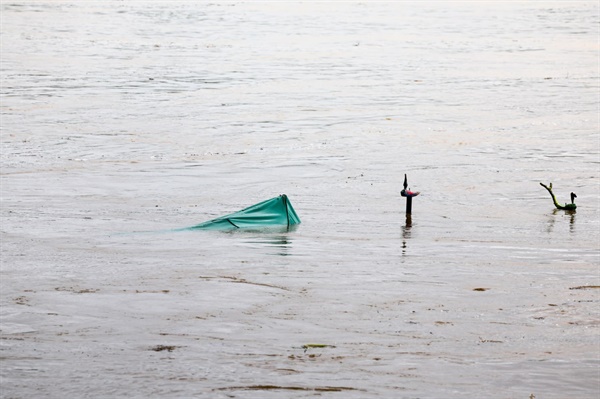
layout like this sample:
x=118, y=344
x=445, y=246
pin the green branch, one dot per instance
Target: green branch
x=570, y=206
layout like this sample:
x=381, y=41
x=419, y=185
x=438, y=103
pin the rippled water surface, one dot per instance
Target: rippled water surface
x=122, y=120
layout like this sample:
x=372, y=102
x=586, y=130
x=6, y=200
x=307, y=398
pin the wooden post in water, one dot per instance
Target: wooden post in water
x=408, y=194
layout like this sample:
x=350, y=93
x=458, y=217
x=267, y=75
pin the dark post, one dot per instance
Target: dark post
x=408, y=194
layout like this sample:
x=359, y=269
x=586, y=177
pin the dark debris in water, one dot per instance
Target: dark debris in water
x=160, y=348
x=288, y=388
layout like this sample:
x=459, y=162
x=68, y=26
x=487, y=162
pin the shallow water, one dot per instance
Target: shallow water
x=122, y=120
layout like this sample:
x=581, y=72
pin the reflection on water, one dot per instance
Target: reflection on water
x=278, y=241
x=557, y=212
x=406, y=233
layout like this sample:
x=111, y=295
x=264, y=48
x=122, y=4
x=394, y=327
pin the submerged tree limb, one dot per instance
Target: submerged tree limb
x=570, y=206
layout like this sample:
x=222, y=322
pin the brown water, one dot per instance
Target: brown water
x=124, y=119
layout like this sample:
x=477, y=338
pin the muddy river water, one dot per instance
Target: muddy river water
x=122, y=120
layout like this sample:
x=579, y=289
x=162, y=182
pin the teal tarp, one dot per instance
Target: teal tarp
x=277, y=211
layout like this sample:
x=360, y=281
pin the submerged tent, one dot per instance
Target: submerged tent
x=277, y=211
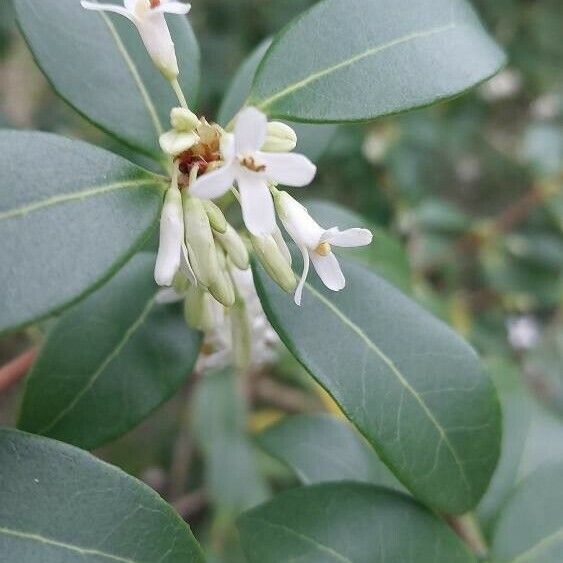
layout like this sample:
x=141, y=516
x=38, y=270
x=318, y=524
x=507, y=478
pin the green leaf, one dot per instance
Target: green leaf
x=347, y=523
x=109, y=362
x=98, y=64
x=232, y=477
x=516, y=416
x=61, y=504
x=70, y=216
x=312, y=140
x=386, y=256
x=530, y=528
x=322, y=447
x=411, y=385
x=360, y=59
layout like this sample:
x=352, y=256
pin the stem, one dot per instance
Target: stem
x=16, y=369
x=468, y=528
x=179, y=94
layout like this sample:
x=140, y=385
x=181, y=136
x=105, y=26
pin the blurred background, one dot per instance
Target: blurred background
x=466, y=200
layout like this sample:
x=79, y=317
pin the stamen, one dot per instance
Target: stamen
x=324, y=249
x=251, y=164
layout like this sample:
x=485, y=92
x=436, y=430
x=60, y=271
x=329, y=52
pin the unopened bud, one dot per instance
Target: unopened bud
x=183, y=120
x=274, y=262
x=199, y=242
x=215, y=215
x=198, y=309
x=280, y=138
x=234, y=247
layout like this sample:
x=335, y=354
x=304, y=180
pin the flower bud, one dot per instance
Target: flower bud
x=234, y=247
x=198, y=309
x=183, y=120
x=274, y=262
x=215, y=215
x=200, y=243
x=280, y=138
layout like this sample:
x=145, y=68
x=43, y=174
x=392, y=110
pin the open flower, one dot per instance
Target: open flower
x=316, y=243
x=148, y=16
x=252, y=169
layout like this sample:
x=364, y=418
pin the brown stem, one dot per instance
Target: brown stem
x=15, y=370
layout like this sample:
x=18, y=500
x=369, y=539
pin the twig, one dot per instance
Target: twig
x=16, y=369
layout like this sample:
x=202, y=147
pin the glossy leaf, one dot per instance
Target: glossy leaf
x=109, y=362
x=410, y=384
x=70, y=216
x=347, y=522
x=312, y=140
x=530, y=528
x=60, y=504
x=361, y=59
x=386, y=256
x=98, y=64
x=322, y=448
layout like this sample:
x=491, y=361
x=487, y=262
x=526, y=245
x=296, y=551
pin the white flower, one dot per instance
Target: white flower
x=252, y=170
x=148, y=16
x=315, y=243
x=169, y=256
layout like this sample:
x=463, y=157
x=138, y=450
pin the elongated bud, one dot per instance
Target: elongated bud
x=200, y=243
x=234, y=247
x=183, y=120
x=215, y=215
x=274, y=262
x=171, y=236
x=222, y=288
x=198, y=309
x=280, y=138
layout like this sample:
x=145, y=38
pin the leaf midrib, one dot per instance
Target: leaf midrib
x=70, y=547
x=129, y=333
x=66, y=198
x=402, y=379
x=352, y=60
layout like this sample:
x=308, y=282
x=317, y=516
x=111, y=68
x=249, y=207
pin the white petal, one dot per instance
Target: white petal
x=171, y=239
x=306, y=265
x=288, y=169
x=257, y=204
x=214, y=184
x=171, y=7
x=329, y=271
x=175, y=143
x=348, y=238
x=250, y=131
x=109, y=8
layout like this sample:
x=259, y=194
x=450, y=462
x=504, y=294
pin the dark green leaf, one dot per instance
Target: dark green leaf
x=410, y=384
x=61, y=505
x=220, y=427
x=530, y=527
x=360, y=59
x=347, y=523
x=386, y=256
x=109, y=362
x=312, y=140
x=70, y=215
x=322, y=448
x=99, y=65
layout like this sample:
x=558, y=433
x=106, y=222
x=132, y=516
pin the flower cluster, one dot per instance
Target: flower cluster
x=201, y=255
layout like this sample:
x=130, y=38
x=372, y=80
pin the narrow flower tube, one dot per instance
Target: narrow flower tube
x=171, y=238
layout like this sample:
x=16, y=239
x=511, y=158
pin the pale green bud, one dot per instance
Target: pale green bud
x=198, y=309
x=234, y=247
x=279, y=138
x=199, y=242
x=183, y=120
x=215, y=215
x=222, y=287
x=274, y=262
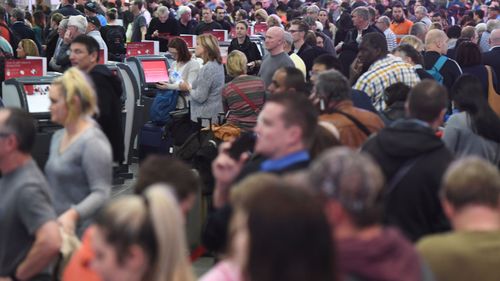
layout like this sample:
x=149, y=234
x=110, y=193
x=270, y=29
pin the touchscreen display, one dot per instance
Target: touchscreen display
x=37, y=97
x=155, y=70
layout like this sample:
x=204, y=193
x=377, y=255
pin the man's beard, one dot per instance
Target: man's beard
x=400, y=20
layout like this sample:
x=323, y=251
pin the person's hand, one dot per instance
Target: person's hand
x=184, y=86
x=161, y=85
x=68, y=220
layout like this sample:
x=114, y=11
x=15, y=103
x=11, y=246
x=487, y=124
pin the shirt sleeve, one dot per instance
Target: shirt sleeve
x=97, y=165
x=34, y=207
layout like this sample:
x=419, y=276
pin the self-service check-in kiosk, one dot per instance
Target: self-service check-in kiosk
x=131, y=109
x=32, y=95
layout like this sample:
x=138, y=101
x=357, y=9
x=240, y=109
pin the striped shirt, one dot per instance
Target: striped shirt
x=381, y=75
x=242, y=115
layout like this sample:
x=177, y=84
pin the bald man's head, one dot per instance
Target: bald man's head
x=436, y=41
x=274, y=40
x=495, y=38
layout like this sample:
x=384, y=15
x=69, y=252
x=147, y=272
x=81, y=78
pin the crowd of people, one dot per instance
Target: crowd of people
x=373, y=134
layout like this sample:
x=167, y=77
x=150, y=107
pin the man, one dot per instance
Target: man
x=220, y=18
x=207, y=24
x=285, y=130
x=288, y=80
x=140, y=25
x=436, y=46
x=20, y=30
x=67, y=8
x=85, y=56
x=383, y=23
x=422, y=16
x=287, y=47
x=93, y=25
x=419, y=30
x=91, y=11
x=382, y=69
x=492, y=57
x=77, y=25
x=30, y=239
x=354, y=124
x=361, y=21
x=400, y=25
x=307, y=53
x=326, y=62
x=351, y=185
x=413, y=160
x=484, y=44
x=470, y=197
x=276, y=57
x=186, y=24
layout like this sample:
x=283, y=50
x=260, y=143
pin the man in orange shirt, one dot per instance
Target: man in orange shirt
x=400, y=25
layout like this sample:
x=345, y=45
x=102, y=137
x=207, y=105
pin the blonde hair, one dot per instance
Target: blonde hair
x=211, y=46
x=236, y=63
x=413, y=41
x=155, y=223
x=29, y=47
x=76, y=83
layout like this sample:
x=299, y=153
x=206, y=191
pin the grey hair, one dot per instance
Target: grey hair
x=362, y=12
x=333, y=86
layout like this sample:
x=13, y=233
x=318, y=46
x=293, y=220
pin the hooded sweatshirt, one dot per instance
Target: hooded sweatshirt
x=413, y=204
x=387, y=257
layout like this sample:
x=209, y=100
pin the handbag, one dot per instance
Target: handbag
x=493, y=96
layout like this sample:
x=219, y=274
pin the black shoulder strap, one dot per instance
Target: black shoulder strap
x=354, y=120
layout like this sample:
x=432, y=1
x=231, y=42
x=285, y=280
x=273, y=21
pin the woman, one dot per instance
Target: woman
x=141, y=238
x=114, y=36
x=162, y=27
x=261, y=248
x=243, y=97
x=183, y=70
x=470, y=59
x=27, y=47
x=328, y=28
x=205, y=94
x=80, y=161
x=476, y=129
x=242, y=43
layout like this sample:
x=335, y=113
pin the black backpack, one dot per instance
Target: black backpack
x=115, y=40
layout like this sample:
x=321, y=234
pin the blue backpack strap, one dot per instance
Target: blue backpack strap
x=440, y=62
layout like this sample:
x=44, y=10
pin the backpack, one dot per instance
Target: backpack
x=434, y=71
x=115, y=40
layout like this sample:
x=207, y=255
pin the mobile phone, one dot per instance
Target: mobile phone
x=245, y=143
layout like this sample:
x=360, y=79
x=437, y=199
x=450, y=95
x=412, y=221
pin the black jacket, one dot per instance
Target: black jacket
x=109, y=90
x=413, y=205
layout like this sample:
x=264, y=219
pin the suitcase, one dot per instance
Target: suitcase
x=153, y=140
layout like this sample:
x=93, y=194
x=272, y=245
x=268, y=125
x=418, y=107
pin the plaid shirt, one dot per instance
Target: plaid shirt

## Instructions for the task
Output only the lines running from the top of the data above to the line with "x=350, y=93", inclusive, word for word and without pictures.

## Result of the task
layout like this sample:
x=118, y=344
x=445, y=246
pin the green branch, one dot per instance
Target: green branch
x=570, y=206
layout like this sample:
x=381, y=41
x=419, y=185
x=438, y=103
pin the rippled water surface, one dot per instance
Target: rippled water surface
x=122, y=120
layout like this sample:
x=372, y=102
x=586, y=130
x=6, y=200
x=307, y=398
pin the wooden post in water, one dot per instance
Target: wooden post in water
x=408, y=194
layout like this sample:
x=350, y=93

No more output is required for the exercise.